[Segmentation labeling data]
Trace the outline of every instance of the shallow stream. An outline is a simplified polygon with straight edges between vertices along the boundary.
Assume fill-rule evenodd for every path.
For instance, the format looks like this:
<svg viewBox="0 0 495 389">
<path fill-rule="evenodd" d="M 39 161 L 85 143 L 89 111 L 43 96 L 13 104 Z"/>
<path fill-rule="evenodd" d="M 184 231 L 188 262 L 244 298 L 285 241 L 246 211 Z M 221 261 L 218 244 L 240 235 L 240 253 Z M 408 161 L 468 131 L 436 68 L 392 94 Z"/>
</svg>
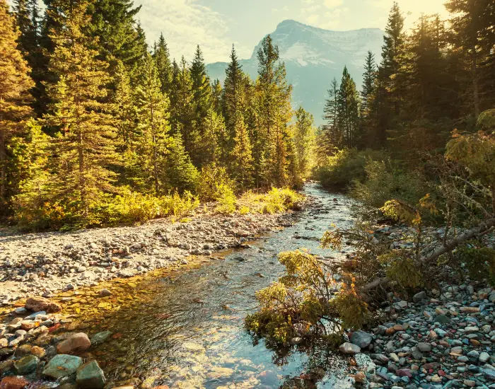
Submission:
<svg viewBox="0 0 495 389">
<path fill-rule="evenodd" d="M 146 292 L 146 298 L 129 298 L 89 324 L 88 333 L 113 333 L 93 352 L 108 381 L 117 385 L 144 380 L 145 388 L 350 387 L 345 362 L 325 348 L 276 352 L 262 341 L 254 344 L 244 328 L 244 318 L 256 308 L 255 292 L 284 271 L 279 252 L 305 248 L 327 258 L 344 255 L 322 250 L 319 239 L 332 223 L 352 223 L 350 201 L 314 184 L 304 192 L 313 198 L 312 205 L 292 226 L 250 242 L 250 248 L 223 260 L 146 277 L 135 286 L 136 295 Z M 324 378 L 308 378 L 308 372 L 322 368 Z"/>
</svg>

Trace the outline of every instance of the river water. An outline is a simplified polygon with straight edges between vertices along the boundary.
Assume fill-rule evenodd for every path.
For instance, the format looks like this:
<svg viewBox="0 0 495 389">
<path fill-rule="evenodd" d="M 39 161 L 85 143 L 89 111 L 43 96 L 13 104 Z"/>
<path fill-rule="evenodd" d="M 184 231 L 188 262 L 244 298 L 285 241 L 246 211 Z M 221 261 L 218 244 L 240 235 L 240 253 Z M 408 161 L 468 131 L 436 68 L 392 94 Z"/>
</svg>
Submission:
<svg viewBox="0 0 495 389">
<path fill-rule="evenodd" d="M 93 332 L 114 334 L 94 352 L 110 383 L 139 380 L 141 388 L 207 389 L 351 387 L 344 361 L 325 347 L 271 350 L 262 340 L 255 344 L 244 328 L 244 318 L 256 308 L 255 292 L 283 273 L 279 252 L 305 248 L 327 258 L 344 255 L 321 249 L 318 240 L 332 223 L 350 226 L 351 202 L 315 184 L 303 192 L 313 198 L 312 206 L 292 226 L 260 237 L 224 260 L 146 279 L 137 286 L 148 292 L 146 299 L 129 298 L 93 326 Z M 322 379 L 308 378 L 308 372 L 322 368 Z"/>
</svg>

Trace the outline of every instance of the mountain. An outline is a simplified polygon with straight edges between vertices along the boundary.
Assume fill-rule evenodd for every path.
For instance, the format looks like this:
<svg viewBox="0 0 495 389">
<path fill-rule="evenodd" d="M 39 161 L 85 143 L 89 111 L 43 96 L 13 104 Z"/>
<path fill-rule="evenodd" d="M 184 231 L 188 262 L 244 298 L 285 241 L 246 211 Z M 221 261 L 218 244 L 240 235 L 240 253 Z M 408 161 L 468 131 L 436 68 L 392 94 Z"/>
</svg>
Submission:
<svg viewBox="0 0 495 389">
<path fill-rule="evenodd" d="M 383 42 L 383 31 L 379 28 L 331 31 L 291 20 L 279 24 L 270 35 L 279 46 L 287 79 L 293 86 L 294 108 L 302 105 L 313 113 L 317 125 L 323 122 L 323 106 L 332 79 L 339 81 L 346 65 L 360 88 L 366 52 L 371 50 L 378 58 Z M 255 47 L 251 58 L 240 60 L 243 69 L 253 79 L 260 45 Z M 211 79 L 223 82 L 226 66 L 226 62 L 216 62 L 206 68 Z"/>
</svg>

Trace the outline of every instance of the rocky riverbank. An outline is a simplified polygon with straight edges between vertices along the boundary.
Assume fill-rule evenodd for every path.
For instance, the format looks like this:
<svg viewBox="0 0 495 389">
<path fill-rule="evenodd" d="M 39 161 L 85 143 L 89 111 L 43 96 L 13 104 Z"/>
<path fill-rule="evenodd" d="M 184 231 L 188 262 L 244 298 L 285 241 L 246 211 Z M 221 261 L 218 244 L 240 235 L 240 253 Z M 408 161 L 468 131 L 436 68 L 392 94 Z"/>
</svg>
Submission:
<svg viewBox="0 0 495 389">
<path fill-rule="evenodd" d="M 292 224 L 294 213 L 223 215 L 200 209 L 186 222 L 71 233 L 0 236 L 0 303 L 95 285 L 116 277 L 186 263 L 191 256 L 239 247 Z"/>
</svg>

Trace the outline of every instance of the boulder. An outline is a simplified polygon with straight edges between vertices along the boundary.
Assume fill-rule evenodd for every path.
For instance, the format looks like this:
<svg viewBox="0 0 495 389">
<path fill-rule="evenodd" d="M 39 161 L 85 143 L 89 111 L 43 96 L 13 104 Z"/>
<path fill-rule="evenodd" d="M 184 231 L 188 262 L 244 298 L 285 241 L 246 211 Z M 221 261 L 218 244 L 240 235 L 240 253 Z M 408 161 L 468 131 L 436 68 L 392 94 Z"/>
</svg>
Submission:
<svg viewBox="0 0 495 389">
<path fill-rule="evenodd" d="M 26 355 L 18 361 L 16 361 L 13 363 L 13 366 L 16 368 L 18 374 L 25 376 L 35 371 L 39 363 L 40 359 L 37 356 Z"/>
<path fill-rule="evenodd" d="M 0 389 L 24 389 L 28 385 L 24 377 L 5 377 L 0 381 Z"/>
<path fill-rule="evenodd" d="M 96 361 L 84 364 L 77 369 L 76 382 L 82 389 L 102 389 L 105 386 L 105 374 Z"/>
<path fill-rule="evenodd" d="M 351 335 L 351 343 L 359 346 L 361 349 L 364 349 L 370 345 L 373 337 L 371 334 L 361 331 L 355 331 Z"/>
<path fill-rule="evenodd" d="M 349 343 L 349 342 L 346 342 L 345 343 L 342 343 L 339 347 L 339 351 L 342 354 L 350 354 L 354 355 L 361 352 L 361 347 L 356 344 L 353 344 L 352 343 Z"/>
<path fill-rule="evenodd" d="M 25 302 L 25 308 L 33 312 L 44 310 L 47 313 L 53 313 L 62 310 L 62 308 L 59 304 L 43 297 L 30 297 Z"/>
<path fill-rule="evenodd" d="M 74 334 L 57 345 L 59 354 L 71 354 L 87 350 L 91 346 L 91 341 L 84 332 Z"/>
<path fill-rule="evenodd" d="M 43 370 L 43 375 L 58 379 L 70 376 L 83 364 L 83 360 L 74 355 L 58 354 L 52 358 Z"/>
</svg>

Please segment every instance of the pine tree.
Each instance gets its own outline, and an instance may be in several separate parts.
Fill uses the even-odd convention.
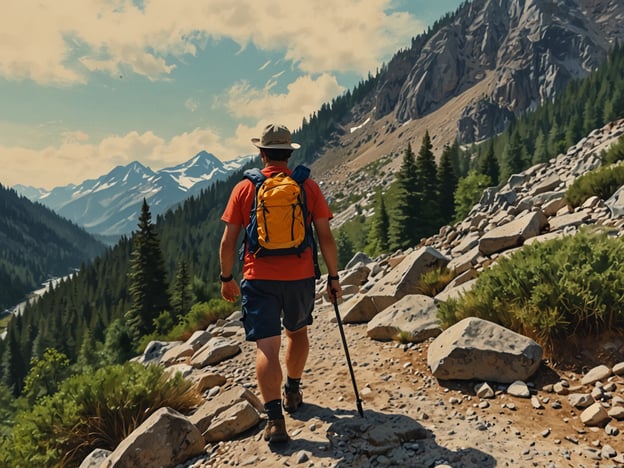
[[[432,151],[433,145],[429,131],[425,131],[418,157],[416,158],[417,194],[420,198],[418,213],[419,222],[414,223],[413,244],[417,244],[421,238],[433,234],[441,224],[439,211],[438,175],[435,157]]]
[[[455,213],[454,194],[457,189],[457,173],[453,167],[453,149],[445,146],[438,165],[438,193],[442,223],[449,223]]]
[[[353,255],[355,255],[353,243],[349,239],[347,233],[342,229],[338,232],[336,247],[338,248],[338,268],[342,269],[351,261]]]
[[[415,188],[418,183],[416,160],[411,145],[408,143],[401,168],[397,174],[397,202],[392,213],[388,234],[391,249],[404,249],[414,245],[413,227],[418,213],[418,196]]]
[[[533,164],[544,163],[550,159],[548,154],[548,144],[546,143],[546,136],[543,131],[539,131],[537,139],[535,140],[535,151],[531,162]]]
[[[367,250],[370,255],[377,256],[381,253],[388,252],[390,244],[388,240],[388,229],[390,227],[390,218],[384,202],[384,196],[381,189],[377,190],[375,215],[372,219],[371,228],[368,231]]]
[[[171,307],[175,318],[185,315],[191,309],[192,302],[191,277],[186,262],[180,260],[171,294]]]
[[[478,172],[489,176],[490,180],[492,181],[492,185],[498,185],[498,179],[500,177],[500,167],[498,165],[496,155],[494,154],[493,141],[490,142],[490,146],[488,147],[487,153],[485,153],[485,157],[481,159]]]
[[[141,336],[154,330],[154,319],[170,308],[165,262],[151,218],[147,201],[143,199],[130,259],[128,289],[132,305],[126,313],[135,344]]]
[[[503,180],[509,178],[512,174],[522,172],[524,169],[524,158],[522,155],[522,142],[520,134],[517,131],[511,133],[511,138],[507,143],[504,161],[504,177]],[[491,179],[490,179],[491,182]]]

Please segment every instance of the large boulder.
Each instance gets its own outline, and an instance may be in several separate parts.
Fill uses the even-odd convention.
[[[161,408],[109,455],[101,468],[175,467],[204,450],[204,438],[185,416]]]
[[[479,240],[479,252],[492,255],[496,252],[521,246],[526,239],[537,236],[548,219],[535,211],[486,232]]]
[[[368,336],[390,341],[404,334],[411,342],[425,341],[442,332],[437,311],[433,298],[408,294],[368,322]]]
[[[427,364],[442,380],[511,383],[540,366],[542,347],[526,336],[476,317],[442,332],[429,346]]]
[[[213,437],[215,437],[214,435],[215,433],[219,433],[219,434],[227,433],[229,434],[229,436],[233,437],[236,434],[233,432],[228,432],[226,429],[223,429],[222,423],[219,423],[217,425],[219,429],[216,430],[215,426],[213,425],[213,421],[216,421],[217,418],[221,415],[221,413],[228,411],[230,408],[234,407],[235,405],[237,405],[237,403],[240,403],[240,402],[249,403],[254,408],[254,410],[256,411],[258,415],[264,412],[264,405],[262,404],[260,399],[255,394],[253,394],[250,390],[240,385],[234,385],[232,388],[230,388],[226,392],[218,394],[214,399],[205,401],[197,409],[197,411],[195,411],[195,413],[193,413],[190,416],[189,419],[193,424],[195,424],[195,426],[197,426],[197,428],[201,431],[202,435],[204,436],[208,435],[208,430],[211,429],[212,427],[211,429],[212,433],[211,435],[208,435],[208,439],[210,440],[212,440]],[[246,423],[232,422],[231,419],[232,417],[234,417],[234,414],[239,414],[241,415],[241,418],[248,420],[249,411],[248,411],[247,406],[246,405],[244,405],[244,407],[241,406],[240,408],[237,409],[237,412],[229,413],[227,416],[224,416],[223,418],[221,418],[221,421],[230,420],[229,424],[239,429],[246,426]],[[255,418],[252,418],[252,419],[255,419]],[[255,421],[256,421],[255,424],[260,422],[259,416],[257,419],[255,419]],[[249,429],[249,427],[244,427],[243,429],[241,429],[241,432],[247,429]]]
[[[343,306],[345,323],[368,322],[382,310],[408,294],[418,293],[420,277],[428,271],[445,267],[450,259],[432,247],[423,247],[407,255],[364,295],[357,294]]]
[[[191,357],[191,366],[213,366],[241,352],[240,345],[227,338],[214,336]]]

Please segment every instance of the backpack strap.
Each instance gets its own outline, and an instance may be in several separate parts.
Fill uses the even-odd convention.
[[[251,180],[256,188],[266,180],[266,176],[257,167],[246,169],[245,172],[243,172],[243,178]]]
[[[303,188],[303,183],[305,180],[310,177],[310,168],[304,166],[303,164],[298,165],[290,174],[299,185],[301,185],[301,191],[303,192],[304,203],[305,201],[305,189]],[[306,210],[307,211],[307,210]],[[310,224],[307,227],[308,235],[310,237],[310,242],[312,243],[312,259],[314,261],[314,276],[316,279],[321,277],[321,269],[319,267],[318,261],[318,246],[316,245],[316,236],[314,235],[314,227],[312,226],[312,220],[310,220]]]
[[[310,169],[304,166],[303,164],[299,164],[290,174],[290,177],[295,179],[299,184],[303,184],[305,180],[310,176]]]

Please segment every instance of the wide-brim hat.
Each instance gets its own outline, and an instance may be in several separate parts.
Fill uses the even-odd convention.
[[[251,142],[258,148],[267,149],[291,149],[301,148],[299,143],[293,143],[291,140],[290,130],[284,125],[269,124],[264,127],[260,138],[252,138]]]

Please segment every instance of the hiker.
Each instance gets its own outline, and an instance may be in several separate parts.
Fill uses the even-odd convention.
[[[264,164],[261,179],[272,179],[299,172],[288,168],[288,158],[293,150],[300,148],[292,143],[288,128],[283,125],[268,125],[261,138],[252,138],[251,142],[259,149]],[[258,171],[256,171],[258,172]],[[281,174],[280,174],[281,173]],[[271,177],[273,176],[273,177]],[[292,181],[292,179],[291,179]],[[257,182],[258,184],[260,182]],[[332,300],[342,295],[338,278],[338,255],[336,242],[329,226],[331,210],[319,185],[310,178],[305,178],[293,190],[303,187],[303,213],[306,239],[303,251],[290,253],[289,248],[281,251],[264,252],[262,247],[250,249],[258,236],[253,229],[256,197],[259,190],[256,184],[245,178],[233,189],[221,219],[226,223],[221,239],[219,256],[221,261],[221,295],[227,301],[235,301],[242,293],[242,314],[246,339],[256,342],[256,378],[258,388],[267,414],[264,439],[269,443],[286,442],[288,432],[282,407],[289,413],[296,411],[303,403],[300,389],[301,376],[309,352],[308,325],[312,324],[315,285],[318,266],[315,262],[316,246],[309,239],[310,223],[318,237],[321,254],[328,270],[327,293]],[[257,193],[258,191],[258,193]],[[270,210],[267,211],[270,213]],[[294,215],[293,215],[294,216]],[[302,218],[303,222],[303,218]],[[249,228],[251,223],[252,229]],[[267,221],[267,224],[269,221]],[[245,250],[243,257],[242,280],[240,289],[232,274],[237,242],[241,229],[245,229]],[[280,229],[288,231],[289,229]],[[258,228],[260,231],[260,228]],[[265,239],[268,241],[268,235]],[[270,247],[266,247],[270,250]],[[301,250],[301,249],[300,249]],[[281,319],[281,320],[280,320]],[[281,323],[280,323],[281,322]],[[285,365],[286,383],[282,389],[282,367],[279,360],[281,346],[281,324],[286,335]]]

WHAT THE EXERCISE ASKS =
Pick out every line of the data above that contains the string "straight", and copy each one in full.

REPLY =
Trace the outline of every instance of the shallow stream. An outline is a simplified polygon with straight edges between vertices along the boundary.
Trace the outline of every instance of the river water. An outline is a simplified polygon with straight edges between vertices along the boundary.
Trace the outline of every instance of the mountain. An outline is a simplified polygon with straight edges between vertices along the boundary.
Trace the outline of every instance of the rocky riverbank. An outline is a simplified polygon with straight edges between vertices along the boundary.
Trace the outline of every instance of the boulder. An outline is a simplified polygon with straight edges between vertices along the boundary.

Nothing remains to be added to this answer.